## Exercise details
Reproduce every line of the entries from the line with "Batch job spec — class: green sepal." to the line with "330, 251, 353, 259", both included, and offset each bounding-box coordinate by -16.

Records from a collection:
┌────────
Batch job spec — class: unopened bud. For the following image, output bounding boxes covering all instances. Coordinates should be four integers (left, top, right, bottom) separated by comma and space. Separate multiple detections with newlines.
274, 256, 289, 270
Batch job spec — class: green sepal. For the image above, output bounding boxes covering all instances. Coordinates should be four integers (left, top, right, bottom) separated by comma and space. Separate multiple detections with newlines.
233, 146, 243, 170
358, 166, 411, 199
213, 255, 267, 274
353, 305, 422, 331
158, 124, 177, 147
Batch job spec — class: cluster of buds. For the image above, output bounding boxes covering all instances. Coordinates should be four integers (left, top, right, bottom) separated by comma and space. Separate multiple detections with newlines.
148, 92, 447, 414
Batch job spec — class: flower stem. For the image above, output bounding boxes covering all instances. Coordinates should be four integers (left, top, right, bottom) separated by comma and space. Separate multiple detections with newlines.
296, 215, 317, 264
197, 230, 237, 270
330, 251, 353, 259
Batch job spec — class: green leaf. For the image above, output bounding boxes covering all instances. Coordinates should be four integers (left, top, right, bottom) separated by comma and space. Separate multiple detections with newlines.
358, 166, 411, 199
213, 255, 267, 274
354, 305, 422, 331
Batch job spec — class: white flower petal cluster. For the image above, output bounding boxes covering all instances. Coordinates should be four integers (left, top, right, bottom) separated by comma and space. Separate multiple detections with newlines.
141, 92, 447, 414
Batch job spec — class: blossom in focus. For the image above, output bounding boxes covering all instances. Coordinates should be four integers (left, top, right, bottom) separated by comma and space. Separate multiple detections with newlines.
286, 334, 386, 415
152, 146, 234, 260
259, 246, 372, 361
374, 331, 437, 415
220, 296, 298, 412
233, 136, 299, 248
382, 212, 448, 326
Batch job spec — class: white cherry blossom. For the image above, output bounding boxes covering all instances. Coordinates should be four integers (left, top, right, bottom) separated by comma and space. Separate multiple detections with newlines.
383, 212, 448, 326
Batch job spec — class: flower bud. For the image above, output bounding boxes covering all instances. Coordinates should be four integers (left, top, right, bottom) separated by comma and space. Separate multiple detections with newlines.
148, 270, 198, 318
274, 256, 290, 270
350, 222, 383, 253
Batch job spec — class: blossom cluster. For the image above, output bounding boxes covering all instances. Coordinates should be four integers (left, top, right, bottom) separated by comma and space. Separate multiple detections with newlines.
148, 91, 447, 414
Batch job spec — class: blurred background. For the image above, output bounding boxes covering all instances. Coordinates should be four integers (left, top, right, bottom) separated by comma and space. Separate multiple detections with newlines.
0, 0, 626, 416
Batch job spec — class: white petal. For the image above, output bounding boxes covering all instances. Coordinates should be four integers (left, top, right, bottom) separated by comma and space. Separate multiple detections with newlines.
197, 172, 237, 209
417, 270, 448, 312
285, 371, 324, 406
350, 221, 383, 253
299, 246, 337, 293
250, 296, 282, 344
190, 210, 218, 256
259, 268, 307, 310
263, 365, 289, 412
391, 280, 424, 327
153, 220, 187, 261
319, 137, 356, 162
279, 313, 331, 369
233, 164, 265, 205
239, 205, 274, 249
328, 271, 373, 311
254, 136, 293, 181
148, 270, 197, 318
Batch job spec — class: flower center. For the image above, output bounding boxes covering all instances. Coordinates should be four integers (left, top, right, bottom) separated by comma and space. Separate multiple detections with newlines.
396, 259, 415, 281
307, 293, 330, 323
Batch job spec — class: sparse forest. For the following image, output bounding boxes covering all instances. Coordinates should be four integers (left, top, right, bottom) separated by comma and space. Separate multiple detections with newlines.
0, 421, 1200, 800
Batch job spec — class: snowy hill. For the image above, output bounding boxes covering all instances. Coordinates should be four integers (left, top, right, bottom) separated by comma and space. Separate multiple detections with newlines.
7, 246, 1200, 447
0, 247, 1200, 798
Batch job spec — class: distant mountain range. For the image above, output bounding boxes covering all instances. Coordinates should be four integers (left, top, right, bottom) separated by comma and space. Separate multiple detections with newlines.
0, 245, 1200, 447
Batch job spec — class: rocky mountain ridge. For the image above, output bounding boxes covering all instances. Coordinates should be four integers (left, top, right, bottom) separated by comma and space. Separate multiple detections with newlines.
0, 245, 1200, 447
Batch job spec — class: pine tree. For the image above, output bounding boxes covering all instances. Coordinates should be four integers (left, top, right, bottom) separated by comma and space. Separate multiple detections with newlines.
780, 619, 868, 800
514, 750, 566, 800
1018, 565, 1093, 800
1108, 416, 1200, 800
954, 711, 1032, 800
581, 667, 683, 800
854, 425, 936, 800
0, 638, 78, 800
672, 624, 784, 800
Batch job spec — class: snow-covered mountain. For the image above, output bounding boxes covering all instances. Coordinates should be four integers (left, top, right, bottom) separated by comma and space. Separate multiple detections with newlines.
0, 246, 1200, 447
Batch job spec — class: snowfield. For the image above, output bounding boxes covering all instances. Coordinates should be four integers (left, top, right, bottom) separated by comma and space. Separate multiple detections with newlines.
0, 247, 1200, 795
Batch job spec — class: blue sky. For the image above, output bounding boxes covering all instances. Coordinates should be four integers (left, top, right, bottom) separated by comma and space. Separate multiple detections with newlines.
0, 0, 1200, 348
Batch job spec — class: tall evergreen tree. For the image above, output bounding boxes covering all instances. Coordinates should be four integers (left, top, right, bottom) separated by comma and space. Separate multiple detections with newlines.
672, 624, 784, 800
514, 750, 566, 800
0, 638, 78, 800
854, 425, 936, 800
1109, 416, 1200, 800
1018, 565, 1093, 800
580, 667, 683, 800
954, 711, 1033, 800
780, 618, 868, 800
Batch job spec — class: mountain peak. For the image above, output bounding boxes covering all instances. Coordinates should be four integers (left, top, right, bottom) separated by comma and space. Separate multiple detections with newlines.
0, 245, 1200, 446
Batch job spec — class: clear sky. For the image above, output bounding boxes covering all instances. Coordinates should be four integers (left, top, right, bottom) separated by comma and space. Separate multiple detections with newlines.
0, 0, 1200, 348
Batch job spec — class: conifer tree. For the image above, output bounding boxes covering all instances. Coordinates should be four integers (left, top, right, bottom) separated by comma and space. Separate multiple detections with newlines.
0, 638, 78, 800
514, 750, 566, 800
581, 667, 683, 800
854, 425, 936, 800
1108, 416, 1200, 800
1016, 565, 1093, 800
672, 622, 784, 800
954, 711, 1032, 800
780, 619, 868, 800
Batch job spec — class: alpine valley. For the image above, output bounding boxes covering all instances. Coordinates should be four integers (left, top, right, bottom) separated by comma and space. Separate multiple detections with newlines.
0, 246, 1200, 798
└────────
## Task answer
Batch job spec — class: green sepal. For the image above, output bounding boxes covering all instances. Coordinates should be four integers (left, top, right, bottom) separated by comma and space. Separate multiple detections with newlines.
217, 130, 227, 154
342, 150, 395, 183
197, 239, 251, 258
337, 289, 406, 315
142, 108, 161, 131
Batch job spec — class: cluster of buds. For the image above, output bounding boxes covering all instances. Coordinates should be four integers (left, top, right, bottom) separated by comma and space. Separate multiple detections with newlines.
132, 76, 431, 398
Batch job spec — class: flower stem. For the image above, output bounding boxes covering all instances. Coordinates should be four integers (left, top, right, bottom) separated by comma and space. Separate multiple detections with newlines.
280, 199, 301, 248
181, 214, 221, 254
314, 235, 337, 243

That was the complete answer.